── TEXTO PARA LEITURA

Em 21 de junho deste ano, no artigo "Um cacique intocável na aleia de McLuhan" eu abordei o tratamento dado a um episódio de facadas, por canais individuais nas redes e também pela mídia empresarial. Na tarde de 13 de abril deste ano, um homem de 40 anos, Joel Cauchi, um australiano de Queensland, sofrendo de um transtorno mental, esfaqueou várias pessoas, matando 6 e ferindo 12 — entre estes um bebê de nove meses. Isso num shopping centre em Sydney. Seguranças e polícia agiram imediatamente e o agressor acabou abatido pelo tiro de uma policial. Cerca de uma hora depois do atentado, o subcomissário de polícia afirmou que não houve "nenhuma informação, evidência nem inteligência coletada" que indicasse que o que ocorreu fosse um ato de terrorismo ou motivado por qualquer tipo de ideologia. O assassino, como comprovado, estava acometido de uma crise da sua condição mental.
No entanto, em pleno uso dessa tão "ameaçada" liberdade de expressão, o episódio foi de imediato noticiado por alguém, dentro do X — e para mais de um milhão de seguidores —, desta forma: "Primeira foto do terrorista que matou algumas pessoas em Sydney. Ele esfaqueou numa área de judeus bem próxima a um restaurante israelense". Além das postagens individuais, o Canal 7, um dos 5 maiores canais de TV australianos — e que emprega jornalistas profissionais — noticiou que: "Benjamin Cohen é o assassino e [que] ele já era conhecido da polícia". Seis horas depois o canal colocou no ar um pedido de desculpas pelo engano. No entanto, o jovem Benjamin, um estudante da Sydney University, já tinha sofrido os esperados milhares de abusos e ataques, resultado típico do universo das redes.
Dois dias depois desse atentado no shopping centre, outro episódio de facadas ocorreu uma igreja ortodoxa assíria, na zona Oeste de Sydney. O bispo Mari Emmanuel celebrava uma missa. Durante o sermão ele foi agredido por um rapaz de 16 anos e sofreu vários golpes de faca. O sermão estava sendo transmitido pela internet e o rapaz, subjugado pelos participantes da missa, foi entregue à polícia, que chegou minutos depois.

────

## EXERCÍCIO PROPOSTO A
Por favor, localize nos registros todas as linhas que contêm a palavra "white" e copie cada uma delas.

── REGISTROS FORNECIDOS

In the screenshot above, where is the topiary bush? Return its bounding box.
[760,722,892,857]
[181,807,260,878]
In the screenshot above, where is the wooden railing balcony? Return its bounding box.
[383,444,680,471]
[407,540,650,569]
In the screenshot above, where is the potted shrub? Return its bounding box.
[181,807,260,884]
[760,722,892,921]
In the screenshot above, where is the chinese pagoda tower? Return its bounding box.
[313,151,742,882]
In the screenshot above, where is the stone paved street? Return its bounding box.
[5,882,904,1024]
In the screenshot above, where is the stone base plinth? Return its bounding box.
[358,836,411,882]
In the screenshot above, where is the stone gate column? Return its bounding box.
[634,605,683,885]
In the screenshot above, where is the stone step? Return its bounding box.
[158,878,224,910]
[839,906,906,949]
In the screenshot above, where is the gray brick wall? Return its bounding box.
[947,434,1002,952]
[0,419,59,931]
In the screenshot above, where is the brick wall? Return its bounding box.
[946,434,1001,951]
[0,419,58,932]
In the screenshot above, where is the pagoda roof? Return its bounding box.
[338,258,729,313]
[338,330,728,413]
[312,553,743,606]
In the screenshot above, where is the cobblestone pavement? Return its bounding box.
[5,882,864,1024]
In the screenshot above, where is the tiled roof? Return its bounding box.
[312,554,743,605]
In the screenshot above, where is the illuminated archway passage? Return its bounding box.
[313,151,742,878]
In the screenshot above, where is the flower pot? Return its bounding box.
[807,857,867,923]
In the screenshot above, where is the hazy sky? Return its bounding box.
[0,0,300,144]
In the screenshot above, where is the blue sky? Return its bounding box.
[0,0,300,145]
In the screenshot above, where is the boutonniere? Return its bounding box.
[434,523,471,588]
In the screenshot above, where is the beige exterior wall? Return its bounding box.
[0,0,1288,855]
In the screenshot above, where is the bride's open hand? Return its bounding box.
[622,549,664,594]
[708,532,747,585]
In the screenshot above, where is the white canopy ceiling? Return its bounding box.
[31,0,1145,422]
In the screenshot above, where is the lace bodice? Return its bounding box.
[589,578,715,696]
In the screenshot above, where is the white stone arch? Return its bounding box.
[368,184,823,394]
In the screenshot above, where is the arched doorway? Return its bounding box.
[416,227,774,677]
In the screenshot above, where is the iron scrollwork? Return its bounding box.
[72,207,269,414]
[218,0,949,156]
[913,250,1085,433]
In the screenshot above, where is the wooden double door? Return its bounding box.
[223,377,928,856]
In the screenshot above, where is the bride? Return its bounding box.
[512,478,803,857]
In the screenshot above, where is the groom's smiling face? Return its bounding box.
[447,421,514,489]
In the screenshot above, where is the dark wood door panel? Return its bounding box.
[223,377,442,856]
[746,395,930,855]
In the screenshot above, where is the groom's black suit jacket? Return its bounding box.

────

## EXERCÍCIO PROPOSTO B
De acordo com o texto para leitura, quantas pessoas Joel Cauchi matou no shopping centre em Sydney?

## RESPOSTA ESCRITA A
In the screenshot above, where is the white canopy ceiling? Return its bounding box.
In the screenshot above, where is the white stone arch? Return its bounding box.

## RESPOSTA ESCRITA B
Seis pessoas.